◆ What is needed: Write out the rows between the lines holding "Find house with" and "xmin=620 ymin=476 xmax=628 ymax=516", inclusive, and shift every box coordinate by -48. Leave all other text unchanged.

(Region labeling rows)
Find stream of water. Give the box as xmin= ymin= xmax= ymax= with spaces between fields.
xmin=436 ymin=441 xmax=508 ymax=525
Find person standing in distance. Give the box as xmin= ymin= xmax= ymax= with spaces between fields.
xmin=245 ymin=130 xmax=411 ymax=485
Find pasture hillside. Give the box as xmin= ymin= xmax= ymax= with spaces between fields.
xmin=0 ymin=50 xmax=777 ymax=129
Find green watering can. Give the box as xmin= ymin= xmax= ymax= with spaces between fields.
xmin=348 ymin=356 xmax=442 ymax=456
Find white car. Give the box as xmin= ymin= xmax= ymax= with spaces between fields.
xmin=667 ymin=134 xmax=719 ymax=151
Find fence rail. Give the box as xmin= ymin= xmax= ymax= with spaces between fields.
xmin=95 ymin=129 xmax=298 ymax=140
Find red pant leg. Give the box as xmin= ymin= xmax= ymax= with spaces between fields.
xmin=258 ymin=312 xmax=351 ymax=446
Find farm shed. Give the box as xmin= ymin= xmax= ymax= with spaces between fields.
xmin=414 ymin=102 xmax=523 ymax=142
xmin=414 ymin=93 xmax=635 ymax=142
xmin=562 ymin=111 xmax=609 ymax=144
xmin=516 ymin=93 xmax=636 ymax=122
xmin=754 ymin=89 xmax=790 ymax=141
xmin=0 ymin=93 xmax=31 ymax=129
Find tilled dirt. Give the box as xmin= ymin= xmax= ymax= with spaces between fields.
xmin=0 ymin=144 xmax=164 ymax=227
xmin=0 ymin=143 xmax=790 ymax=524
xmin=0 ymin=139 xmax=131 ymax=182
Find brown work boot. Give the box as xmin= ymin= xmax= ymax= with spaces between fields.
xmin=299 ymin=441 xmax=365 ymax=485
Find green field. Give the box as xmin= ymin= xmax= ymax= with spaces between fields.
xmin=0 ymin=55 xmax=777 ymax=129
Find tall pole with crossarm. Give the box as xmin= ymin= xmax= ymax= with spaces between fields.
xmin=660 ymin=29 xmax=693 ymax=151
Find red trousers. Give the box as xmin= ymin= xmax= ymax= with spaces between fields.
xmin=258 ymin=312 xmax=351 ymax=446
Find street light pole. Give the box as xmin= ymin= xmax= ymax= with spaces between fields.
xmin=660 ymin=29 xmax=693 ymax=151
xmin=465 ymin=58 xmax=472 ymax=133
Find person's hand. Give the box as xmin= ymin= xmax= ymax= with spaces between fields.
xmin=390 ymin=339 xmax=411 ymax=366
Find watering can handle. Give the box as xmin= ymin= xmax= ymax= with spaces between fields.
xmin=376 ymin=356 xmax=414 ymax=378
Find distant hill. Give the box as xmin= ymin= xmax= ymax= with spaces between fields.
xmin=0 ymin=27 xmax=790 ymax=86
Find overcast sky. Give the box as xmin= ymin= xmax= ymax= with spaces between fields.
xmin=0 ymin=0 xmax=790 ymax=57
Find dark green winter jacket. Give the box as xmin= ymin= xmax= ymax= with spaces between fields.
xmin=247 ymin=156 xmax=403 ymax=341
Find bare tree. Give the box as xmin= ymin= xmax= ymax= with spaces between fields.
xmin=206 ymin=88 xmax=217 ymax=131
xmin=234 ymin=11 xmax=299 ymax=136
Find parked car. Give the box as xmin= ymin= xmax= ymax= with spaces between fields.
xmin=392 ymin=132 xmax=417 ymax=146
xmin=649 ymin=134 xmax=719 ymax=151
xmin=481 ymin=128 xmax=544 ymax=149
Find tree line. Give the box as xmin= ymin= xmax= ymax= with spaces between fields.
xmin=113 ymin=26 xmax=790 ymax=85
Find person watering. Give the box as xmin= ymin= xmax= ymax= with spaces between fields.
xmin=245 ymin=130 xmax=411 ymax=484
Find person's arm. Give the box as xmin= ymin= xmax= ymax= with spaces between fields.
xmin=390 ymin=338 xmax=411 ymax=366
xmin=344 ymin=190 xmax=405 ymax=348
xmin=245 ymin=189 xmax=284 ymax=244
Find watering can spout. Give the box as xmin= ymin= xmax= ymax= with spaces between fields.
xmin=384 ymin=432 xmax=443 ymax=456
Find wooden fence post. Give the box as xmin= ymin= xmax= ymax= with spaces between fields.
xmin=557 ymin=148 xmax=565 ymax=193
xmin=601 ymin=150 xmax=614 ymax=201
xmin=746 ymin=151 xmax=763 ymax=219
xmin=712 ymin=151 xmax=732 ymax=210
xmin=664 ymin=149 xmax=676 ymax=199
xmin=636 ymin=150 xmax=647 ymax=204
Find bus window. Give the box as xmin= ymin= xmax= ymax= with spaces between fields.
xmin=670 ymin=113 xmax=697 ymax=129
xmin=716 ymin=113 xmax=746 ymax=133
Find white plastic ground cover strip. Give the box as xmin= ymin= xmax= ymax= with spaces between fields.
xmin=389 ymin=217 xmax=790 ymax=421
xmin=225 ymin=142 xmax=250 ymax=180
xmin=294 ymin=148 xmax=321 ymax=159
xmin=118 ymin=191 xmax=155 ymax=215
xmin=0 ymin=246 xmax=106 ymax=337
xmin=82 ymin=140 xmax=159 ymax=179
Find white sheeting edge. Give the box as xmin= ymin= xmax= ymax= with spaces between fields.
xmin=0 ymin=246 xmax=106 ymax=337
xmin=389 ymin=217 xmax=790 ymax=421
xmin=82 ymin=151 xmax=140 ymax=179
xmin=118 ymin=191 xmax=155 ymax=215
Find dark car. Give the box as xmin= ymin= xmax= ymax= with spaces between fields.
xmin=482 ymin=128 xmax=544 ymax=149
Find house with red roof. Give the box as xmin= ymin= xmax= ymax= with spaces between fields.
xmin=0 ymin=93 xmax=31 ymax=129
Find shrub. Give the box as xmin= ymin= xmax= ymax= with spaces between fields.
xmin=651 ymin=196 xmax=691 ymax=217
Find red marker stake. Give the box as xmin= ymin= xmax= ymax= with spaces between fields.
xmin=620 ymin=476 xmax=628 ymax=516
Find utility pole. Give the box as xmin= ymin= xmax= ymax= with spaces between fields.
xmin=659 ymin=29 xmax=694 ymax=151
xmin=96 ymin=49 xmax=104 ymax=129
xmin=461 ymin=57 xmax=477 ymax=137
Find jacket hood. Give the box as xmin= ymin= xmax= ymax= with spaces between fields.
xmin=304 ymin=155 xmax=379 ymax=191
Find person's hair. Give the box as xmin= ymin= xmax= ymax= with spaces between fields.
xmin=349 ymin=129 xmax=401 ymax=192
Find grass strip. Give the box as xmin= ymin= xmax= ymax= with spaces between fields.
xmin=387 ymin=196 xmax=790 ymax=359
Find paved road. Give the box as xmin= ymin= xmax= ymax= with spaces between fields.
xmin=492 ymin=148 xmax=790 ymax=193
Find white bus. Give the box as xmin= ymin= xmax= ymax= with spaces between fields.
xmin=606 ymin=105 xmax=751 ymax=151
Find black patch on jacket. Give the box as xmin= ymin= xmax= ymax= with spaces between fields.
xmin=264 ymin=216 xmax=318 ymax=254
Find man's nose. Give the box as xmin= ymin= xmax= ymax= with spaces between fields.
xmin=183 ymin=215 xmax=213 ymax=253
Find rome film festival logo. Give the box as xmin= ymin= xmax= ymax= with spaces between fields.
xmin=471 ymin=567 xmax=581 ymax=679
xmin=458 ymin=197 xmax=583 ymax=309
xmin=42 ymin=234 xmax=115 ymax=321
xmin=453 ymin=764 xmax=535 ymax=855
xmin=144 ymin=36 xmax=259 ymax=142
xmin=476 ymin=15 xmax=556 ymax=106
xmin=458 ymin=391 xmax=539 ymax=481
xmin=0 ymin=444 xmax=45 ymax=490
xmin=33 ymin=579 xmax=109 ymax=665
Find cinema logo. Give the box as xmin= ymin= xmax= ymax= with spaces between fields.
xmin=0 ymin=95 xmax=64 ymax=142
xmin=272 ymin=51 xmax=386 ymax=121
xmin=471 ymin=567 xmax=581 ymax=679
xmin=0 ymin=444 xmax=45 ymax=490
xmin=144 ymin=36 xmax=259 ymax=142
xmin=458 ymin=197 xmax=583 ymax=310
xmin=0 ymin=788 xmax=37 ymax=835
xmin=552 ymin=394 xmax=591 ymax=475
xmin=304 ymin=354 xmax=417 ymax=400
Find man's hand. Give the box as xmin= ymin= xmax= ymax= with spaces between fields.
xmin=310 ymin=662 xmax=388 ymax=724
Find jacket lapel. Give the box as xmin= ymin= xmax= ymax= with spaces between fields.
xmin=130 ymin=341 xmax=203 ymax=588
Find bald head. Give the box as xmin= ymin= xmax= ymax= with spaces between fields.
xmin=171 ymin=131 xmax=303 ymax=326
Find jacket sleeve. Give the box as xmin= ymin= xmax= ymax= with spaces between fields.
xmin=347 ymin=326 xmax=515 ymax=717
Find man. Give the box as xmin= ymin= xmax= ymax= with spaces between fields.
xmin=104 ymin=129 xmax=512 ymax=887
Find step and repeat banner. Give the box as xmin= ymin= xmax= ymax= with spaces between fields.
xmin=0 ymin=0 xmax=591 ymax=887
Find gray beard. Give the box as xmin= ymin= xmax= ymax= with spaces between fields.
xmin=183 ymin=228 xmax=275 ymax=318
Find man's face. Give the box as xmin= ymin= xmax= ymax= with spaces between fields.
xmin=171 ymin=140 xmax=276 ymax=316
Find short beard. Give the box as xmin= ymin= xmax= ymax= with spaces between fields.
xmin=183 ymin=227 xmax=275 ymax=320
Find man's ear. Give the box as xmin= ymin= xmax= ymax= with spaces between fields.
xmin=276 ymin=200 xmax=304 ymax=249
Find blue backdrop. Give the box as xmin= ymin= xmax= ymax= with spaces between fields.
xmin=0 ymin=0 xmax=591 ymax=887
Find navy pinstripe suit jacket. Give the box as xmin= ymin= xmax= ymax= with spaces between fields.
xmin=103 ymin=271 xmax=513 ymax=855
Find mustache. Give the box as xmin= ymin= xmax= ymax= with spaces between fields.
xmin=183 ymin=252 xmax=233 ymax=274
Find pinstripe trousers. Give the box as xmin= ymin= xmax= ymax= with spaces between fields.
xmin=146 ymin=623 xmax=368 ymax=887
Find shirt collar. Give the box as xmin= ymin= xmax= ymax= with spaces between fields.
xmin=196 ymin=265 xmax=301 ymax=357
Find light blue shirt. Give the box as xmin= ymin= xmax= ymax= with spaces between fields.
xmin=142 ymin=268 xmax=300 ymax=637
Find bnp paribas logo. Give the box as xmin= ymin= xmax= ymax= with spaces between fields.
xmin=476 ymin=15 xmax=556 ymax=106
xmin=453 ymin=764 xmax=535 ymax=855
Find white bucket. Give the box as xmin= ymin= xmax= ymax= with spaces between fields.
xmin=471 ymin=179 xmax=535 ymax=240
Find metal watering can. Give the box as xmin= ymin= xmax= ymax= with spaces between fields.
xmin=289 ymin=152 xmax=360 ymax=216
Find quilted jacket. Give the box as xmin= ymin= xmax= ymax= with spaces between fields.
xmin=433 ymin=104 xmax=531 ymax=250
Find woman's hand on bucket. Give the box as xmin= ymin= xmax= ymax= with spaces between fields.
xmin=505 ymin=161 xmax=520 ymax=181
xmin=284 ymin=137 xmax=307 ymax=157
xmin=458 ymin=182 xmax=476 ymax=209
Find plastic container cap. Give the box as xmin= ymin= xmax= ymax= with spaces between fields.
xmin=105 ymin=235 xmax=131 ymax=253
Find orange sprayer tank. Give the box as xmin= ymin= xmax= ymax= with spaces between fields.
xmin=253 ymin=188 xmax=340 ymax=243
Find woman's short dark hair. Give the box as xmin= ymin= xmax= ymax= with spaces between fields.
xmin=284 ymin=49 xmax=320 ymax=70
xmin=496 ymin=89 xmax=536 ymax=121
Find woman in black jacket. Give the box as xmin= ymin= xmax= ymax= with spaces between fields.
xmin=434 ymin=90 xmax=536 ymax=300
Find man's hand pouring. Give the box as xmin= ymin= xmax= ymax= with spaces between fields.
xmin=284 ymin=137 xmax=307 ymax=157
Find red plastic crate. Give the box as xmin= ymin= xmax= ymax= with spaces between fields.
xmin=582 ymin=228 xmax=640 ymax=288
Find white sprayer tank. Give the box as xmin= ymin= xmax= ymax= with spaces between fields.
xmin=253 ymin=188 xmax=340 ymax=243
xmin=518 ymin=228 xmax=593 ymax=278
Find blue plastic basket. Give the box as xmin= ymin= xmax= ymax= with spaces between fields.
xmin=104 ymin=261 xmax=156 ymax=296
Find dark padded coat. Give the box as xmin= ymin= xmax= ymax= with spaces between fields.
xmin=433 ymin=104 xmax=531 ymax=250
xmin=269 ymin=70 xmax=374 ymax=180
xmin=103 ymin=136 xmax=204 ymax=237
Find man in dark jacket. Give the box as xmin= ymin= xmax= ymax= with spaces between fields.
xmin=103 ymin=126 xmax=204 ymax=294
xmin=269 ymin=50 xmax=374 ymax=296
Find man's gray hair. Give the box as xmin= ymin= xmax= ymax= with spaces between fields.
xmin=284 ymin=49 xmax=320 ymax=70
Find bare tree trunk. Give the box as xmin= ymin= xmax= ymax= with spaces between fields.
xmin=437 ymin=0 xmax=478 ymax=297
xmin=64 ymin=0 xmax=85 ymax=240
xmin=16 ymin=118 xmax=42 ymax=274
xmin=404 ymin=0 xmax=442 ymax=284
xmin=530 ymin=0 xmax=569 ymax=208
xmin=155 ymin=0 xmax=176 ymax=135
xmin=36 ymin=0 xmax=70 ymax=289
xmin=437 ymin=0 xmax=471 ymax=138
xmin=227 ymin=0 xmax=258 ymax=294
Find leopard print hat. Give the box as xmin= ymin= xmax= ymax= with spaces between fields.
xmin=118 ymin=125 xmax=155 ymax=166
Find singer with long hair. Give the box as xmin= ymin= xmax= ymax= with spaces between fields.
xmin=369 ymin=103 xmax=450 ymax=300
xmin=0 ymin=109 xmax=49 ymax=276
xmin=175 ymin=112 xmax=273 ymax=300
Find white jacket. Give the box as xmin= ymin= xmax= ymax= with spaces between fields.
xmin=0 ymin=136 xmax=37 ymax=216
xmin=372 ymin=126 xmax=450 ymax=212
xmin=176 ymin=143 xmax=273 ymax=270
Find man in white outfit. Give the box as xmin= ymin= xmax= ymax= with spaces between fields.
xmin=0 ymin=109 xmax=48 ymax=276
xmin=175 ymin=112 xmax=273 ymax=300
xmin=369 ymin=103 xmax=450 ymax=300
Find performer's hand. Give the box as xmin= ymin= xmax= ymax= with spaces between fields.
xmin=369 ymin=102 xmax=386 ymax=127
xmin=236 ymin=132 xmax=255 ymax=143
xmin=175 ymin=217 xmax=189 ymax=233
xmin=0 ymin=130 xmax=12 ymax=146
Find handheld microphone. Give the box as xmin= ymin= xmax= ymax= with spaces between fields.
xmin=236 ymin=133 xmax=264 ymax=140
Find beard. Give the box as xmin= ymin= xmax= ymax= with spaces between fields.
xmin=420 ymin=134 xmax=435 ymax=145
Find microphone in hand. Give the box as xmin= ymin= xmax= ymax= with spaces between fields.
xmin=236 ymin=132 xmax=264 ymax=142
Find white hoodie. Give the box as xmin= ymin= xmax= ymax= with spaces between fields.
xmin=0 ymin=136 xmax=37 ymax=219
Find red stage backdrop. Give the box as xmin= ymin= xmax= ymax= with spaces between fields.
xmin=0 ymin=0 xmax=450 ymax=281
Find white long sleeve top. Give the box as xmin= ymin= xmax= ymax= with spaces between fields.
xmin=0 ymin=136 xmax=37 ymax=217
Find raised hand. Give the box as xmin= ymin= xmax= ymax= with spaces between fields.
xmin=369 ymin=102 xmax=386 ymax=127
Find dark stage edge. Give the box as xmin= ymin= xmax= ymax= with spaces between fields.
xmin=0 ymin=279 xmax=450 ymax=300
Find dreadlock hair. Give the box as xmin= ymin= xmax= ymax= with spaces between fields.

◆ Result of the exercise:
Find house with red roof. Give the box as xmin= ymin= xmax= ymax= with spaces between fields.
xmin=-48 ymin=45 xmax=-17 ymax=81
Find shrub. Give the box as xmin= ymin= xmax= ymax= with spaces between fields.
xmin=603 ymin=148 xmax=643 ymax=169
Find red marker stake. Give the box as xmin= ymin= xmax= ymax= with spaces between fields.
xmin=572 ymin=428 xmax=580 ymax=468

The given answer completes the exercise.